__Task instructions__.
Output the lines of the entries below as a numbered list, leaving out blank lines and the pictures.

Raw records
####################
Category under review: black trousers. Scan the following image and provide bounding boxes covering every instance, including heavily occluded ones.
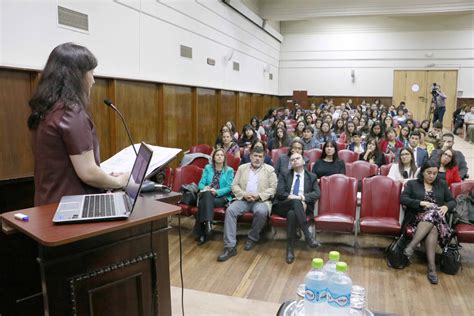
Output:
[272,200,308,240]
[194,191,227,236]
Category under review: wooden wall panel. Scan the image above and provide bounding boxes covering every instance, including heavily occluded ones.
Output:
[163,85,193,150]
[90,78,112,161]
[235,92,254,133]
[195,88,219,145]
[113,80,163,153]
[0,69,34,180]
[221,90,240,132]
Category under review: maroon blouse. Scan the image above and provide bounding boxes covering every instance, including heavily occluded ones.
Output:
[33,103,102,206]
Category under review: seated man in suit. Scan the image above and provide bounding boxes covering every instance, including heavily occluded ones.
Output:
[272,153,320,263]
[217,147,277,261]
[408,130,428,168]
[431,133,469,180]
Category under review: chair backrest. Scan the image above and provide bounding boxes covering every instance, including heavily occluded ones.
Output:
[380,163,393,176]
[318,174,357,217]
[272,147,289,164]
[336,142,347,151]
[337,149,359,164]
[360,176,402,221]
[189,144,212,155]
[172,165,202,192]
[227,153,240,171]
[451,180,474,198]
[346,160,379,180]
[303,148,323,162]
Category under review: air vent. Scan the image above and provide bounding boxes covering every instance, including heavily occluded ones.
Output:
[233,61,240,71]
[58,6,89,31]
[207,58,216,66]
[180,45,193,59]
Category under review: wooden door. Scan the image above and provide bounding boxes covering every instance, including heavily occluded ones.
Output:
[393,70,458,129]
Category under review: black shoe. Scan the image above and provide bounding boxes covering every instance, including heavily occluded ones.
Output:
[198,235,207,246]
[204,222,212,235]
[286,246,295,264]
[305,236,321,248]
[217,247,237,262]
[244,239,256,251]
[426,269,438,284]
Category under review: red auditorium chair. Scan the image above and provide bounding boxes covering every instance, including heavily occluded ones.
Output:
[272,147,289,164]
[227,154,240,171]
[346,160,379,180]
[451,180,474,244]
[172,165,202,216]
[304,148,323,163]
[337,149,359,164]
[189,144,212,155]
[380,163,393,176]
[362,176,402,236]
[314,174,357,238]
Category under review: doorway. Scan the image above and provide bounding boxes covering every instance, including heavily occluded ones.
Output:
[393,70,458,129]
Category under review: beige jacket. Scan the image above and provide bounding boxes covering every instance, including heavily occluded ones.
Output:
[232,163,278,210]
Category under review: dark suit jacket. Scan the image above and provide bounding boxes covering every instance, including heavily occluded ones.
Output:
[400,180,456,231]
[274,169,321,211]
[274,155,310,176]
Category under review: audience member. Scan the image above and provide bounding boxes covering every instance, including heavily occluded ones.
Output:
[312,141,346,178]
[194,148,234,245]
[400,161,456,284]
[218,147,277,261]
[272,153,320,263]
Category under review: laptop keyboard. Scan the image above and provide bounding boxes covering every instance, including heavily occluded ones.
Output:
[82,194,115,218]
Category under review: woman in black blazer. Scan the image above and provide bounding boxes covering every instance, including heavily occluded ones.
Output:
[400,160,456,284]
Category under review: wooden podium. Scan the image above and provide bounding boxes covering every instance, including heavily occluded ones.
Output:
[0,197,181,315]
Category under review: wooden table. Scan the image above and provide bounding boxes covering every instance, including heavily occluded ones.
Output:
[0,197,180,315]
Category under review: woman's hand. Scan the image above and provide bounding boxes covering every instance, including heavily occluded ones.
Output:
[420,201,436,208]
[439,205,448,216]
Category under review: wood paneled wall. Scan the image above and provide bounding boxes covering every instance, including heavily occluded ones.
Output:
[0,68,279,180]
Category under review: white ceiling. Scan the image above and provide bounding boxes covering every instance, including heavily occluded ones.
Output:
[254,0,474,21]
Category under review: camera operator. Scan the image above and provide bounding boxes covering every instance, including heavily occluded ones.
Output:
[431,83,447,123]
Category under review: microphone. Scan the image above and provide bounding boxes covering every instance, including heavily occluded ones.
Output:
[104,99,138,156]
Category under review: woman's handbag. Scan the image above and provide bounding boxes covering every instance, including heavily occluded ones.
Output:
[181,182,198,206]
[385,235,410,269]
[440,242,461,275]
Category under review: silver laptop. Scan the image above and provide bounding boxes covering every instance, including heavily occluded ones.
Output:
[53,143,153,224]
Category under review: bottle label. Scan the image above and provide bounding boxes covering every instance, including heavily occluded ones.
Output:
[327,291,351,308]
[304,288,327,303]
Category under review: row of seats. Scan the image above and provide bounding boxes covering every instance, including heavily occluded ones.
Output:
[164,161,474,247]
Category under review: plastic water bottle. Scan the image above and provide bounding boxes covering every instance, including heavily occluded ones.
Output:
[323,251,341,279]
[304,258,328,316]
[327,262,352,316]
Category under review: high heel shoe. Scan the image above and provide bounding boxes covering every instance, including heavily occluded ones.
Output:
[204,221,212,235]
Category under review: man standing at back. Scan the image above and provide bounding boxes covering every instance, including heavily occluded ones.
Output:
[217,147,277,261]
[431,133,468,180]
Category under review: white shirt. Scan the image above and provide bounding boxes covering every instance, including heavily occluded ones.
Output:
[290,170,304,195]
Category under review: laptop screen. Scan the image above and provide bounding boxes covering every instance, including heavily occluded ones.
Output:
[125,143,153,209]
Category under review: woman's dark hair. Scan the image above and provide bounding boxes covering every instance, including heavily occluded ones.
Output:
[397,147,417,179]
[321,140,339,162]
[212,148,227,170]
[417,159,439,185]
[438,148,458,170]
[28,43,97,129]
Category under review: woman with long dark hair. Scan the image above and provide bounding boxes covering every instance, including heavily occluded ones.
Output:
[400,160,456,284]
[28,43,128,205]
[194,148,234,245]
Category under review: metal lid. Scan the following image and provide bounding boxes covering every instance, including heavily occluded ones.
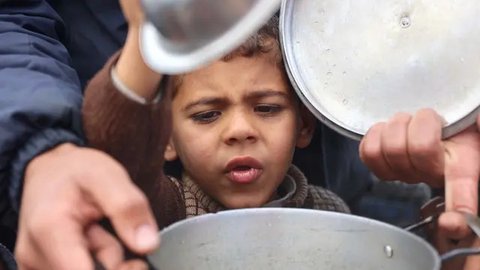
####################
__Solution for this problem__.
1. Category under review: black trousers. Scan the following image and provide bounding boxes covering every instance, including heavily occluded ones.
2. Output:
3. [272,200,308,240]
4. [194,191,227,236]
5. Category under review: wooden wall panel. Scan the image above and provide bounding boxes covering every instance, including heavily occluded ones.
6. Output:
7. [163,85,193,150]
8. [90,78,112,161]
9. [235,92,254,133]
10. [195,88,219,145]
11. [113,80,163,153]
12. [0,69,34,180]
13. [221,90,240,132]
14. Category under review: maroon blouse. Scan the image above and provide bounding boxes covering every instance, including heavily occluded ones.
15. Output:
16. [33,103,102,206]
17. Category under review: seated man in suit. Scan the image above and provide bounding boxes covering every instance, including heavily occluded ones.
18. Output:
19. [272,153,320,263]
20. [217,147,277,261]
21. [408,130,428,168]
22. [431,133,469,180]
23. Category under review: chair backrest. Scan the image above and provide bounding boxes covering every instance, including heavily occluded ones.
24. Output:
25. [380,163,393,176]
26. [318,174,357,217]
27. [272,147,289,164]
28. [336,142,347,151]
29. [337,149,359,164]
30. [360,176,402,221]
31. [189,144,212,155]
32. [172,165,202,192]
33. [227,153,240,171]
34. [451,180,474,198]
35. [346,160,379,180]
36. [303,148,323,162]
37. Category under review: air vent. Scan the image above and provide bounding boxes covering every instance, including heavily occluded ones.
38. Output:
39. [233,61,240,71]
40. [58,6,89,31]
41. [207,58,216,66]
42. [180,45,193,59]
43. Category under review: wooden door. Scan the image above and provide bounding boxes covering every instance, including heavily occluded ones.
44. Output:
45. [393,70,458,129]
46. Category under review: black shoe. Scan the image above and provide bounding boxes covering every instance, including heavily occluded ones.
47. Output:
48. [198,235,207,246]
49. [204,222,212,235]
50. [286,246,295,264]
51. [305,236,321,248]
52. [217,247,237,262]
53. [244,239,256,251]
54. [426,269,438,284]
55. Category under review: red auditorium chair. Scan the image above and provide bounding boxes covering every instance, including heavily occluded ones.
56. Output:
57. [272,147,289,164]
58. [227,154,240,171]
59. [346,160,379,180]
60. [451,180,474,244]
61. [172,165,202,216]
62. [304,148,323,163]
63. [337,149,359,164]
64. [189,144,212,155]
65. [380,163,393,176]
66. [362,176,402,236]
67. [314,174,357,238]
68. Category under review: doorway. Scan the image above and provide bounding boxes covering every instance, including heavily occluded ones.
69. Output:
70. [393,70,458,129]
71. Category under review: beige jacket. Scan the image above and provide bounding boxes covering every instance, including heavily occluded ones.
72. Output:
73. [232,163,278,210]
74. Category under review: dark suit jacket. Scan the image above and provide bounding boxes covering every instance, including heavily occluded ones.
75. Output:
76. [400,180,456,231]
77. [274,169,321,211]
78. [274,155,310,176]
79. Category under review: audience member. Scan the image above and provide bounding boxes covering every instance, including heavily occluded ones.
80. Output:
81. [312,141,346,178]
82. [194,148,234,245]
83. [400,161,456,284]
84. [218,147,277,261]
85. [272,153,320,263]
86. Category under review: laptop keyboard. Scan the image above and provide bounding boxes covering every instance, including heavily occluded ones.
87. Output:
88. [82,194,115,218]
89. Category under review: woman in black blazer. Scan the image above and provide bounding boxes covering every instance, including heavily occluded ones.
90. Output:
91. [400,160,456,284]
92. Category under review: wooden podium. Scan the image above and provide bounding boxes covering every instance, including heavily occluded ones.
93. Output:
94. [0,197,181,315]
95. Category under review: wooden table. Scan the image above and provide bounding boxes covering every instance, including heavily occluded ones.
96. Output:
97. [0,197,180,315]
98. Category under review: woman's hand. Scan the image above and provide bounding boxes covering every instance, including heavily occluded ones.
99. Output:
100. [420,201,436,208]
101. [439,205,448,216]
102. Category under review: wood paneled wall. Scan the image above and provide bounding boxes covering every instance, including heavily occluded ones.
103. Output:
104. [0,68,279,180]
105. Category under review: white ceiling. Scan the image above and provide bounding boxes covering every instance, including heavily occluded ones.
106. Output:
107. [254,0,474,21]
108. Category under review: camera operator. Scan the image above and provide bounding boxes covering every instance, including heavily occluded ones.
109. Output:
110. [431,83,447,123]
111. Category under review: microphone. Scan the image above and provide bounding boxes covering every instance, including heavily occluded ones.
112. Output:
113. [104,99,138,156]
114. Category under review: woman's handbag. Scan the image above and provide bounding boxes covering every instance, including heavily occluded ones.
115. Output:
116. [181,182,198,206]
117. [385,235,410,269]
118. [440,242,461,275]
119. Category under review: silver laptop. Scan the image above and provide bounding boxes covering every instance, including heavily occluded ones.
120. Output:
121. [53,143,153,224]
122. Category under review: bottle label. Scan the image above and provide bounding boxes covering every instance, including heavily occluded ones.
123. Output:
124. [327,291,351,308]
125. [304,288,327,303]
126. Category under review: row of seats. Scan the image above and provide bounding boxes covering every instance, including heavily occluded ones.
127. Output:
128. [164,161,474,247]
129. Category under review: plastic water bottle. Scan the image above and provide bounding boxes covering every instance, including heavily occluded ones.
130. Output:
131. [323,251,341,279]
132. [304,258,328,316]
133. [327,262,352,316]
134. Category under review: high heel shoe. Scan the image above and provide bounding boxes covering every instance, including heavily occluded ones.
135. Output:
136. [204,221,212,235]
137. Category under review: man standing at back. Scan the image above and provide bounding boxes covering every instance, including heavily occluded ones.
138. Output:
139. [217,147,277,261]
140. [431,133,468,180]
141. Category under review: white shirt. Scan the image above and provide bounding boxes covering every instance, including heavily occluded ones.
142. Output:
143. [290,170,304,195]
144. Category under review: laptop screen. Scan the image above and provide bounding boxes covering every instance, including heavily occluded ones.
145. Output:
146. [125,143,153,209]
147. Category under review: woman's dark hair. Scan the image above and provide bounding boxes covering every instance, including heavily occluded ones.
148. Output:
149. [397,147,417,179]
150. [321,140,339,162]
151. [212,148,227,170]
152. [417,159,439,185]
153. [438,148,458,170]
154. [28,43,97,129]
155. Category under review: woman with long dark hair. Scan the image above and provide bounding boxes covering every instance, including heavily occluded ones.
156. Output:
157. [400,160,456,284]
158. [28,43,128,205]
159. [194,148,234,245]
160. Category under review: metal lid. Scan the following image and provide bounding boxes covering every instance, including heavily occluded ones.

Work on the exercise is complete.